* [Task instructions] Could you reproduce, from the records below, everything from the line with "green painted wall." down to the line with "Carefully inspect this image for every instance of the climbing", keeping both of those lines and changing nothing?

* [Extracted records]
+-------+

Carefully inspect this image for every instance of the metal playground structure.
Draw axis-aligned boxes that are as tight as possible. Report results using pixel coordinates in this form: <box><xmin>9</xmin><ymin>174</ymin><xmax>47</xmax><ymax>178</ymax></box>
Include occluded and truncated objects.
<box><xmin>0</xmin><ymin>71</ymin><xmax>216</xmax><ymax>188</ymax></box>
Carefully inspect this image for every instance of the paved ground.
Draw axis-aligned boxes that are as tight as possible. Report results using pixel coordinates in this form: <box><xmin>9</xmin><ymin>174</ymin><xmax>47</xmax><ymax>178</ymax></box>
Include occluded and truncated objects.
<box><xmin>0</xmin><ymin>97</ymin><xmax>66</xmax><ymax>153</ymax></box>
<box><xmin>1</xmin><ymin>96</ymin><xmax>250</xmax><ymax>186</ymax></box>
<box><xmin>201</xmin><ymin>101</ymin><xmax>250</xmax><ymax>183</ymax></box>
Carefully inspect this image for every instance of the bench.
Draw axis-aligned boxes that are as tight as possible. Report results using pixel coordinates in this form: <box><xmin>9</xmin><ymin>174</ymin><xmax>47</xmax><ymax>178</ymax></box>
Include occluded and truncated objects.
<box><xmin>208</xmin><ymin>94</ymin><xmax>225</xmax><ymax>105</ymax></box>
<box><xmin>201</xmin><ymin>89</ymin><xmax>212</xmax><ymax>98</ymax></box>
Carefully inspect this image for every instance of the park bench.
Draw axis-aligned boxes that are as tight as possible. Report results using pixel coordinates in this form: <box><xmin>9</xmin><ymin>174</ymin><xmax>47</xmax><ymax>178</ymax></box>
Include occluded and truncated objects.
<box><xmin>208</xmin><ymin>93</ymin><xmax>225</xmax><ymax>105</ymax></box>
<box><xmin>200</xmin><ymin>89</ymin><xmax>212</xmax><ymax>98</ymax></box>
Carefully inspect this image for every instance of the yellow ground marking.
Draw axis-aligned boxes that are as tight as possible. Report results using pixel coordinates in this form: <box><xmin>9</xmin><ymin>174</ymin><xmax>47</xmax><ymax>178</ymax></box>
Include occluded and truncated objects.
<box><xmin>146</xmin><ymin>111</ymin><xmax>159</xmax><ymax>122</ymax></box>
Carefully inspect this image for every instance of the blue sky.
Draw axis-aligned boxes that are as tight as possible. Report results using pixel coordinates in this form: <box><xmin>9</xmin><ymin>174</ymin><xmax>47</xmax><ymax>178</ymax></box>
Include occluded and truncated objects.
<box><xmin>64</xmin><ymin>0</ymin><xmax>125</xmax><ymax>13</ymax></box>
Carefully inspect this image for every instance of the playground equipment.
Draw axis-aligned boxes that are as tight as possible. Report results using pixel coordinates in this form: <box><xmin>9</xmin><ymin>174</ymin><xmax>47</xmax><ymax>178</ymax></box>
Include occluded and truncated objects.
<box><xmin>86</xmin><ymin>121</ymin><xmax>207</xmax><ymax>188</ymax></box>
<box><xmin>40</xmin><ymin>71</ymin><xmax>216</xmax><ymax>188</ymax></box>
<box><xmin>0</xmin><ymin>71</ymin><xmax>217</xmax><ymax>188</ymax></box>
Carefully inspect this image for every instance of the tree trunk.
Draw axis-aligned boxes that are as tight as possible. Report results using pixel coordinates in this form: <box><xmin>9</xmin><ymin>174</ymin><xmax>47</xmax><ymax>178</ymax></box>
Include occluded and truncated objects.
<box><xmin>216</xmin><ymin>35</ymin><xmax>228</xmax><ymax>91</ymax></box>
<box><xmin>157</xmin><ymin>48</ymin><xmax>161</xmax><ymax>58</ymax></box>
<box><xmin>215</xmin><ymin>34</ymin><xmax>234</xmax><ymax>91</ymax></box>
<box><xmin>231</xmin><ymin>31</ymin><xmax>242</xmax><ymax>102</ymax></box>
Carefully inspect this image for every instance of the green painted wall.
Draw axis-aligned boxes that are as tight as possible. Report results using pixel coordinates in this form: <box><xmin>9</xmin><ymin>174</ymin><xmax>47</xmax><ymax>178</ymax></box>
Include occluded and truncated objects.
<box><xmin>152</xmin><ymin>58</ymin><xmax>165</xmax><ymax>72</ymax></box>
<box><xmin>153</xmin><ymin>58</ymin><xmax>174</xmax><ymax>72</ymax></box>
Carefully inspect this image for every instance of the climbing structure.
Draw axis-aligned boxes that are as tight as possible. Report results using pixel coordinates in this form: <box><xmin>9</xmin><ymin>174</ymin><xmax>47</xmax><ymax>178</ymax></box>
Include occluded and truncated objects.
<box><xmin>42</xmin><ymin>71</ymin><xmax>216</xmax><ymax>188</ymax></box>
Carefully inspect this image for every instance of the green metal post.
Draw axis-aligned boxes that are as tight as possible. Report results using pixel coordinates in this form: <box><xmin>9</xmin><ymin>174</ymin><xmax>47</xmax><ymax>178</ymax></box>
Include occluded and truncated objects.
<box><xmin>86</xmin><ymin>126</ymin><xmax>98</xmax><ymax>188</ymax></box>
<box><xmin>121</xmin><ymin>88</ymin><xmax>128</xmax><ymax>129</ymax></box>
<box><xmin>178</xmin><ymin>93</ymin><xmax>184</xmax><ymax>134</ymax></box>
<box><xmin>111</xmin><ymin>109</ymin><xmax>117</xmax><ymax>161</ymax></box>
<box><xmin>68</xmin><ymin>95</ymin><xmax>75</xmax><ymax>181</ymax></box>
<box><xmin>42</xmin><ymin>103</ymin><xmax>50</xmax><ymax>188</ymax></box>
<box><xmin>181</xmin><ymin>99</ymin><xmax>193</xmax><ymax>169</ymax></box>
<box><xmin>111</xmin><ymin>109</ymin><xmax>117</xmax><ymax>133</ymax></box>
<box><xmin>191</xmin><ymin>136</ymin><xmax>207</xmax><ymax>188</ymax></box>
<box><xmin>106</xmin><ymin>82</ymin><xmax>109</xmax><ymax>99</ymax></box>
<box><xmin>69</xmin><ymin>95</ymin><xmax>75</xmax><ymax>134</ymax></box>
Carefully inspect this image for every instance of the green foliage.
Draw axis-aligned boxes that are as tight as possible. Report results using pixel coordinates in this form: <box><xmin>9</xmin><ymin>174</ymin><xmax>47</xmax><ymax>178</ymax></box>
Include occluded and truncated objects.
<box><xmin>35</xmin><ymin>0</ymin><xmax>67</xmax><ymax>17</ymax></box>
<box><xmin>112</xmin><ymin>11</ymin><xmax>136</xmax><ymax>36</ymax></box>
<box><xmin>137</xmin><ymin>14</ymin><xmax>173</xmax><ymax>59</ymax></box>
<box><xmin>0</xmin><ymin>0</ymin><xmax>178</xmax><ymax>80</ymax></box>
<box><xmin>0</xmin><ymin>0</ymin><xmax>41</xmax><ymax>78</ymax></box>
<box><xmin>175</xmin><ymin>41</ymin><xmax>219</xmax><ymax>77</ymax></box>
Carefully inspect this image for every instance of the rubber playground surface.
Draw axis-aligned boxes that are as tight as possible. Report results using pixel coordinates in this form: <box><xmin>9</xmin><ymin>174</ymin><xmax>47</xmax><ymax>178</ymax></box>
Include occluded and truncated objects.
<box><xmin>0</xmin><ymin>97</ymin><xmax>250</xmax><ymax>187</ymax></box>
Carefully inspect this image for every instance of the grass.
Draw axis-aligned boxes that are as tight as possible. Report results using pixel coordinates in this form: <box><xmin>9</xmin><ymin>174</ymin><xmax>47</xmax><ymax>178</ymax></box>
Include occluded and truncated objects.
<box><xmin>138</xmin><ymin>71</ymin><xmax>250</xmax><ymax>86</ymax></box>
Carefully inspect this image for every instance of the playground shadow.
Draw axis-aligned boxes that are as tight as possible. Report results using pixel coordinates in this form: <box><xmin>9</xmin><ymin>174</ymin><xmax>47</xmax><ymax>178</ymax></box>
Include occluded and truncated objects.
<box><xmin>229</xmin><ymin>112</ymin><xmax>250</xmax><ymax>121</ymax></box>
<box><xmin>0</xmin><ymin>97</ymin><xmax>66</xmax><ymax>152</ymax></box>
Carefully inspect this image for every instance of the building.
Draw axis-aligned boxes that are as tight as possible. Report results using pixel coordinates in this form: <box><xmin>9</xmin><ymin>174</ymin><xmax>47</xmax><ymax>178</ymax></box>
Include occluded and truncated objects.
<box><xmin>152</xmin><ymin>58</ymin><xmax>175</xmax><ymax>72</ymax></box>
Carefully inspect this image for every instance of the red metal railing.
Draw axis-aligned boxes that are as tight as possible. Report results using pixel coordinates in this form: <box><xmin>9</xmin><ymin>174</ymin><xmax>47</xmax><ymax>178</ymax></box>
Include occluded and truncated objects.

+-------+

* [Solution to this task]
Carefully inspect this image for every instance of the green painted wall.
Draw axis-aligned boxes that are as tight as possible. Report results using pixel coordinates in this form: <box><xmin>9</xmin><ymin>174</ymin><xmax>47</xmax><ymax>178</ymax></box>
Include occluded and truncated objects.
<box><xmin>152</xmin><ymin>58</ymin><xmax>165</xmax><ymax>72</ymax></box>
<box><xmin>153</xmin><ymin>58</ymin><xmax>174</xmax><ymax>72</ymax></box>
Carefully inspect this image for every instance of the climbing structure.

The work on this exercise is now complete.